▶ _Study text_:
"""
Japan investment opportunities abound as Japan economic growth accelerates (LON:FJV)

Fidelity

Nicholas Price, portfolio manager of Fidelity Japan Trust PLC (LON: FJV), discusses why he believes the outlook is bright for Japan in the year ahead. He discusses how the market environment is likely to evolve in 2023 and outlines the key Japan investment opportunities he sees among small and medium-sized companies with maintainable growth prospects.

Key points

  • Pent-up demand among both consumers and businesses will continue to underpin growth, and we have started to see a pickup in the number of inbound tourists taking advantage of the weak yen.
  • While we continue to find a lot of ideas among mid/small caps, we are also seeing attractive opportunities is in the unlisted sector.
  • By working closely with our sustainable investing team and maintaining an active dialogue with investee companies, we aim to continually improve the sustainability of their businesses, which should also enhance their performance as investments.

With the global economic outlook darkening, Japan is an outlier – showing a degree of resilience as Covid-19 restrictions ease and the economy finally reopens. Unlike many other countries, the economic policies of the Japanese government and central bank are a positive mix of fiscal expansion and monetary easing.

According to global forecasts by the International Monetary Fund (IMF), Japan’s economy will be one of the few to see growth accelerate this year and maintain nearly the same pace next year. After keeping its borders closed to most travellers throughout the pandemic, Japan has begun reopening. Pent-up demand among both consumers and businesses will continue to underpin growth, and we have started to see a pickup in the number of inbound tourists taking advantage of the weak yen.

Finally, valuations are close to the Global Financial Crisis (GFC) trough and the resilience of corporate balance sheets in Japan means that its exposure to the rising cost of debt globally is limited and buybacks and dividends are set for record highs.

What could surprise markets in 2023?

Inflation surprises have driven market expectations for the pace of Fed rate hikes. As economic activity weakens, however, bond yields are likely to be restrained by lower levels of growth. If the view that long-term rates have peaked gains traction, this would help to put a floor under equity markets. It would also support a bottoming out in growth stocks, and I would expect some of the names that performed poorly in 2022 to come back quite strongly.

There is also the potential for beaten-up technology stocks to start performing again, especially as earnings disappointments are coming out as we approach the trough of the cycle. Meanwhile, Bank of Japan Governor Haruhiko Kuroda’s term will end in the spring and speculation over the future direction of monetary policy in Japan is set to intensify. It’s not yet clear who will succeed him, but it remains to be seen how much longer the Bank of Japan can continue with its existing policy.

Positioning for what lies ahead in 2023

While we continue to find a lot of ideas among mid/small caps, we are also seeing attractive opportunities is in the unlisted sector. New listings (both in Japan and globally) are coming under pressure amid heightened geopolitical and inflationary risks, but new growth companies are still coming through, which will create future opportunities in the pre-initial public offering (IPO) market.
"""
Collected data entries
"""
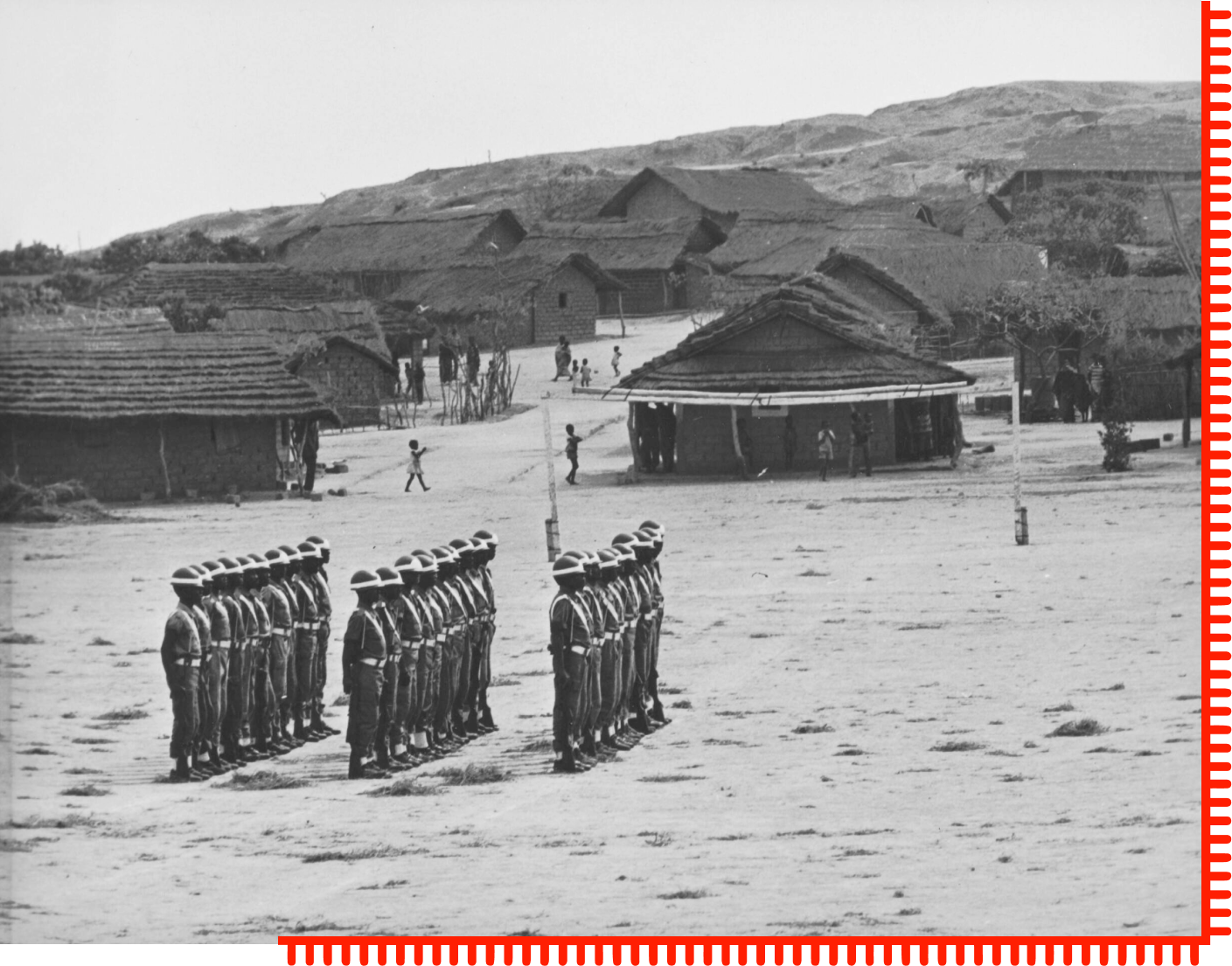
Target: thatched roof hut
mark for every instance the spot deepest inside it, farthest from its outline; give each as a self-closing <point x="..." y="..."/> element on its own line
<point x="373" y="258"/>
<point x="743" y="391"/>
<point x="219" y="283"/>
<point x="722" y="195"/>
<point x="164" y="414"/>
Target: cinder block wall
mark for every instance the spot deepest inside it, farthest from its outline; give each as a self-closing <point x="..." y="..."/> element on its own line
<point x="704" y="438"/>
<point x="118" y="459"/>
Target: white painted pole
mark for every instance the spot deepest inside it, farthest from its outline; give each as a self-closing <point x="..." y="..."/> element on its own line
<point x="553" y="521"/>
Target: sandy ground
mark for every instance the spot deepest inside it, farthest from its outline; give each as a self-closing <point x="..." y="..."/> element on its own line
<point x="894" y="611"/>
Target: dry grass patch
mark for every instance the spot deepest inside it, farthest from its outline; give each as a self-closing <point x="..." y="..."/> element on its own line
<point x="261" y="782"/>
<point x="1082" y="728"/>
<point x="475" y="774"/>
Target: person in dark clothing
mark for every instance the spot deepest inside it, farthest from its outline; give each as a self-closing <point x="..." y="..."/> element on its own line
<point x="668" y="436"/>
<point x="571" y="451"/>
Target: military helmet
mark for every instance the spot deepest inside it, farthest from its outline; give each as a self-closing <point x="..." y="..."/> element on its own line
<point x="408" y="563"/>
<point x="185" y="577"/>
<point x="567" y="565"/>
<point x="361" y="580"/>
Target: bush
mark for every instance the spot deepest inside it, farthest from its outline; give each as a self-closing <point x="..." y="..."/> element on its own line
"""
▶ _Task A_: According to the Japan outlook article, who is the Bank of Japan Governor whose term will end in the spring?
▶ _Task B_: Extract the stretch of the Japan outlook article from "There is also" through "its existing policy.", word for word.

▶ _Exercise solution A_: Haruhiko Kuroda

▶ _Exercise solution B_:
There is also the potential for beaten-up technology stocks to start performing again, especially as earnings disappointments are coming out as we approach the trough of the cycle. Meanwhile, Bank of Japan Governor Haruhiko Kuroda’s term will end in the spring and speculation over the future direction of monetary policy in Japan is set to intensify. It’s not yet clear who will succeed him, but it remains to be seen how much longer the Bank of Japan can continue with its existing policy.